▶ **Aim of the exercise**
Repeat each line exactly, leaving nothing out.

--- START OF Data to process ---

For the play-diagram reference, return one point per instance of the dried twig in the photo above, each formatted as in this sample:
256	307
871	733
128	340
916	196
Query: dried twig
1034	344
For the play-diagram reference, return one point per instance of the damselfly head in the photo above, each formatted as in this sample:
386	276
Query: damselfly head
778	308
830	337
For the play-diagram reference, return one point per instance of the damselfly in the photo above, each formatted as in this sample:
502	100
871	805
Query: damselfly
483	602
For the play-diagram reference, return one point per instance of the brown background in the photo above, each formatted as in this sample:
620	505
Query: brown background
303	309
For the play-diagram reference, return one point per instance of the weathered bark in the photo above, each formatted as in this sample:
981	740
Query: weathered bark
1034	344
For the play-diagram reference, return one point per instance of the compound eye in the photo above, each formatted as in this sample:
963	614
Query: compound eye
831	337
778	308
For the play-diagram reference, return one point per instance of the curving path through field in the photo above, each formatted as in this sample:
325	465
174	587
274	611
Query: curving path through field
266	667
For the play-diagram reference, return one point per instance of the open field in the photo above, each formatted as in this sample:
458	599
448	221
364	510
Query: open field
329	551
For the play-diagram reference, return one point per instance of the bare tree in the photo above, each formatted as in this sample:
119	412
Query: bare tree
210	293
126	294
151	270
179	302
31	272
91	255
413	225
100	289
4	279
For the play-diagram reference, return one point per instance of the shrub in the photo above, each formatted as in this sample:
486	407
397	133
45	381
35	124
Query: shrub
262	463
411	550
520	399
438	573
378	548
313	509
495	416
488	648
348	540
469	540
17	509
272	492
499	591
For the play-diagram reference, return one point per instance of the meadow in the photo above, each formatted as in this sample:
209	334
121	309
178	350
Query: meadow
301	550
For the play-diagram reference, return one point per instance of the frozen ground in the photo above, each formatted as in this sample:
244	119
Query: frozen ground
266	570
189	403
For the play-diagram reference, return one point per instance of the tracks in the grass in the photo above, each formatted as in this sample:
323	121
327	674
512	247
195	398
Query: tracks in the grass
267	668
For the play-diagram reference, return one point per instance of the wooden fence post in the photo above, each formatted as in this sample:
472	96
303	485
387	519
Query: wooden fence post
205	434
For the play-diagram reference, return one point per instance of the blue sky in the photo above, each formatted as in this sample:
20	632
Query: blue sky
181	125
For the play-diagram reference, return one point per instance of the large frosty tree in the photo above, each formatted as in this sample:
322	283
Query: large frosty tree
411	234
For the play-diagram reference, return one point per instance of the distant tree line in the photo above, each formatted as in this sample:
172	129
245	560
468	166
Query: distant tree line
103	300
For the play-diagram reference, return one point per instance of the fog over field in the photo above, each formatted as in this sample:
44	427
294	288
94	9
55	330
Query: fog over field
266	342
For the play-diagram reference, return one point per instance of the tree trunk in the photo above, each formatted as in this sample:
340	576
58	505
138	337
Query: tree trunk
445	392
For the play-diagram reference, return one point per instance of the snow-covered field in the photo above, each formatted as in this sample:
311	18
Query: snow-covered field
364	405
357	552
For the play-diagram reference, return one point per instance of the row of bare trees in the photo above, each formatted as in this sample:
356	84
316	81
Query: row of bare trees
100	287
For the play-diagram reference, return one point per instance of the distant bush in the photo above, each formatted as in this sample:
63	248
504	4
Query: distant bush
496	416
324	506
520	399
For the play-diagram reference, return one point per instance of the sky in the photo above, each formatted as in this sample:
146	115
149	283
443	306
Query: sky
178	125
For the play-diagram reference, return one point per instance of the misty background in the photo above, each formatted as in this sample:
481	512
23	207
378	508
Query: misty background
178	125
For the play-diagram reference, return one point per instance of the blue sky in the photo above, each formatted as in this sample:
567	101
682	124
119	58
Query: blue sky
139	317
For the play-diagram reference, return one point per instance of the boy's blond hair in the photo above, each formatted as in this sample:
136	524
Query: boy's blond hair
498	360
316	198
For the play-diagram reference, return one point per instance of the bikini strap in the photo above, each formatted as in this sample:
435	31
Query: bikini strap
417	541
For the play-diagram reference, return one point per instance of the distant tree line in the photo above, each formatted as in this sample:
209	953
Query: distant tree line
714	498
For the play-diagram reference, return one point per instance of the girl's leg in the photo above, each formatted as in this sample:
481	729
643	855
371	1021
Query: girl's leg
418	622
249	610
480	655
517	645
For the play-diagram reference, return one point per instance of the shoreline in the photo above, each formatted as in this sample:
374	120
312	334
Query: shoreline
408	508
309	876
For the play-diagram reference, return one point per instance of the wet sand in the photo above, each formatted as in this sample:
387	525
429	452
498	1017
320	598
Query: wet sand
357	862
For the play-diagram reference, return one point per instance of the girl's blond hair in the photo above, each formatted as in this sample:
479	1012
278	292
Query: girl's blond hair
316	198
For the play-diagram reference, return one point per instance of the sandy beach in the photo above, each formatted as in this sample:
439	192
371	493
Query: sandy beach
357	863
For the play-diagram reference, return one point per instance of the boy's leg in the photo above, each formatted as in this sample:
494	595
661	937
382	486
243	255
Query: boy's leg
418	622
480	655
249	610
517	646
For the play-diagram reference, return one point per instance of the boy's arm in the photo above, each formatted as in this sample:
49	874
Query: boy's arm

--- END OF Data to process ---

▶ **Task result**
For the play-diagram reference, return one point per instance of the dried twig in the photo above, each formatted as in this sample:
256	307
871	733
128	340
916	196
Query: dried twig
1034	344
For the play-diagram reference, return one point per instance of the damselfly head in the photo above, each formatted as in this sample:
386	276
Query: damselfly head
778	308
830	337
For the play-diagram reference, return one point per instance of the damselfly in the photo above, each formatted as in this sample:
502	100
871	805
Query: damselfly
483	602
For the play-diagram reference, return one point per instance of the brown background in the photo above, each formatted as in this sample:
620	505
Query: brown background
303	309
For the play-diagram reference, return one point per instance of the weathered bark in the photo above, each formatted as in this sample:
981	740
Query: weathered bark
1034	344
For the play-diagram reference, return one point per instance of the compound eye in the photo above, each formatted as in this sample:
963	614
Query: compound eye
831	337
778	308
For the play-diagram reference, return one point per instance of the curving path through field in the photo above, each formatted as in this sample:
325	465
174	587
274	611
Query: curving path through field
266	667
For the play-diagram reference, return one point per instance of the open field in the photo above, each formatted as in this sample:
458	599
448	221
364	510
Query: open field
329	551
For the play-diagram reference, return one point per instance of the bare tree in the photo above, each formatted as in this sample:
119	412
Query: bare tree
210	293
126	294
151	270
179	302
31	272
91	255
413	225
100	289
4	279
For the play-diagram reference, return one point per instance of the shrub in the photo above, each formatted as in this sample:
486	407
397	133
45	381
35	124
Query: shrub
262	463
411	550
520	399
438	573
378	548
313	509
495	416
488	648
348	540
469	540
17	509
272	492
499	591
For the play-diagram reference, return one point per instance of the meadow in the photo above, each formatted as in this sample:
209	334
121	309
178	350
Query: meadow
301	550
For the play-diagram reference, return one point per instance of the frozen ground in the photo above, each formatted as in this sample:
244	119
Query: frozen ground
266	570
189	403
For the play-diagram reference, return one point per instance of the tracks in the grass in the photo above, each formatted as in this sample:
323	121
327	674
512	247
195	398
Query: tracks in the grass
267	668
For the play-diagram reference, return one point per instance of the wooden fence post in the photo above, each formatted as in this sample:
472	96
303	485
387	519
Query: wooden fence post
205	434
For the play-diagram reference, return one point per instance of the blue sky in the photo above, each formatted as in this sample:
20	632
Query: blue sky
181	125
For the play-diagram reference, return one point per instance of the large frosty tree in the photo above, each formatted as in this sample:
322	283
Query: large frosty tree
411	234
For the play-diagram reference, return one point per instance of the distant tree line in the photo above, each formatted as in this sample:
172	129
245	560
468	166
Query: distant tree line
103	300
For the play-diagram reference, return one point per instance of the fog over field in the photo above, each formatted as in this sample:
44	427
294	288
94	9
55	330
Query: fog over field
266	342
For the play-diagram reference, return one point per instance of the tree trunk in the photo above, each formatted as in this sample:
340	576
58	505
138	337
Query: tree trunk
445	392
For the play-diagram reference, return one point per instance of the snow-covered field in the photo above, each formatted as in this sample:
311	18
Query: snow-covered field
364	405
357	552
For the play-diagram reference, return one point per instance of the row of bare trees in the photo above, each formatted as in this sample:
356	84
316	81
Query: row of bare trees
100	287
For the play-diagram reference, return one point per instance of the distant bush in the photo above, each formatted as in this sample:
63	248
504	4
Query: distant bush
496	416
324	506
520	399
For the play-diagram reference, return one point per instance of the sky in the photo above, each formatted as in this sample:
146	115
149	283
443	306
Query: sky
178	125
For the play-diagram reference, return one point per instance of the misty background in the photo above, each formatted as in this sample:
481	512
23	207
378	508
Query: misty background
178	125
For the play-diagram reference, return one point per instance of the blue sky in the photo above, each formatted as in this sample:
567	101
682	124
119	58
Query: blue sky
139	317
For the play-diagram reference, return one point per instance of the boy's blond hair in the photo above, each formatted as in this sample:
136	524
Query: boy's blond hair
498	360
316	198
For the play-diagram reference, return one point per instance of the bikini strap in the photo above, each formatted as in this sample:
435	31
Query: bikini strap
417	541
For the play-diagram reference, return one point per instance of the distant tree line in the photo above, each formatted as in this sample:
209	953
Query: distant tree line
714	498
For the play-diagram reference, return one point per instance of the girl's leg in the photo above, each formatted as in this sample:
481	729
643	855
371	1021
Query: girl's leg
418	622
249	610
480	655
517	645
For the play-diagram reference, return one point per instance of the shoreline in the photo above, each formatted as in this sample:
374	120
312	334
Query: shoreline
408	508
309	876
For the play-diagram reference, return one point per instance of the wet sand in the photo above, each formatted as in this sample:
387	525
429	452
498	1017
320	598
Query: wet sand
357	862
For the play-diagram reference, return one point per instance of the girl's blond hair in the photo above, each formatted as in this sample:
479	1012
278	292
Query: girl's blond hair
316	198
For the play-diagram reference, return one point per instance of the sandy beach in the photo above, each formatted as in this sample:
439	192
371	493
Query: sandy beach
357	863
For the play-diagram reference, return one point per instance of the boy's leg in the photo above, each formatted as in this sample:
494	595
661	937
382	486
243	255
Query: boy's leg
418	622
480	655
249	610
517	646
For the play-diagram reference, return one point per instance of the boy's arm in the photo above, each formatted as in this sample:
49	874
Query: boy's arm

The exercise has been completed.